-- WHAT IS BEING ASKED --
The entries should be restated word for word.

Referring expression data
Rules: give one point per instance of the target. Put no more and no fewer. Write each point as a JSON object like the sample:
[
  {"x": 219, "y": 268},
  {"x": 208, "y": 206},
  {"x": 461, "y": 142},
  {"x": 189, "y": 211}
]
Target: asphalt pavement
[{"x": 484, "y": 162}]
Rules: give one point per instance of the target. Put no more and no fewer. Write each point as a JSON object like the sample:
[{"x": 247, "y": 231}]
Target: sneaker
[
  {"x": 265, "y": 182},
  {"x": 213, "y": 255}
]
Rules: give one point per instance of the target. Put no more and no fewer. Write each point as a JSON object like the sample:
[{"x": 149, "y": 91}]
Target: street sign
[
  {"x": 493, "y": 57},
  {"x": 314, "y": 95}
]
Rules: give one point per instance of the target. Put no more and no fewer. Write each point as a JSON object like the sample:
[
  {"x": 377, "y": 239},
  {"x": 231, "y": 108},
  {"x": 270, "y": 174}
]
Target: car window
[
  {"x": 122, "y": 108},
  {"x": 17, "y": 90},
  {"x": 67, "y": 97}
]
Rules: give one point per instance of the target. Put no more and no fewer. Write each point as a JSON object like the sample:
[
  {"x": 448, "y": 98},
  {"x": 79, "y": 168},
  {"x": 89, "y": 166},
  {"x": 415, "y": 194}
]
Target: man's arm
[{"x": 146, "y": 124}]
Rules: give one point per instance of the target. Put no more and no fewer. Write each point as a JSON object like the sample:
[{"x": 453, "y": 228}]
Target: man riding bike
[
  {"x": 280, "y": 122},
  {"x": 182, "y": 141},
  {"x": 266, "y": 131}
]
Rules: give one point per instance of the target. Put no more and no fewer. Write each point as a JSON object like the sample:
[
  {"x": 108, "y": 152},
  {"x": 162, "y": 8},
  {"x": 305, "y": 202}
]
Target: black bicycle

-- SOLUTION TO THIS EXERCISE --
Rules: give one point per instance of the target. Put no more and no fewer. Write each point as a JSON object like the sample:
[
  {"x": 219, "y": 268},
  {"x": 208, "y": 206},
  {"x": 461, "y": 142},
  {"x": 189, "y": 211}
]
Target: asphalt pavement
[{"x": 484, "y": 162}]
Rules: give one point per instance of the target. Put no more and no fewer. Write each point as a JSON object like the sample:
[{"x": 247, "y": 231}]
Target: sneaker
[
  {"x": 265, "y": 182},
  {"x": 213, "y": 255}
]
Rules: give one point per instance of the target. Put no more and no fewer. Write each point as a JSON object like the sample:
[{"x": 149, "y": 91}]
Target: street sign
[
  {"x": 493, "y": 57},
  {"x": 314, "y": 95}
]
Rules: give one point per instance of the target. Put no more and no fewer. Write each point as a JSON object like the sample:
[
  {"x": 377, "y": 239},
  {"x": 231, "y": 108},
  {"x": 270, "y": 174}
]
Target: car window
[
  {"x": 122, "y": 108},
  {"x": 17, "y": 90},
  {"x": 67, "y": 97}
]
Rules: give one point per instance of the target. Put no more and no fewer. Write each point as a JSON object like the sample:
[
  {"x": 448, "y": 98},
  {"x": 79, "y": 168},
  {"x": 89, "y": 166},
  {"x": 415, "y": 194}
]
Target: man's arm
[{"x": 146, "y": 124}]
Rules: give one point per instance of the target. Put no more and no fewer. Write each point as a JSON object like the sample:
[{"x": 453, "y": 228}]
Target: man riding bike
[
  {"x": 280, "y": 122},
  {"x": 182, "y": 141},
  {"x": 266, "y": 131}
]
Rules: give one point per instance of the target. Put no more and no fewer. Write each point as a JSON object like the sample:
[
  {"x": 108, "y": 152},
  {"x": 162, "y": 8},
  {"x": 305, "y": 202}
]
Target: black bicycle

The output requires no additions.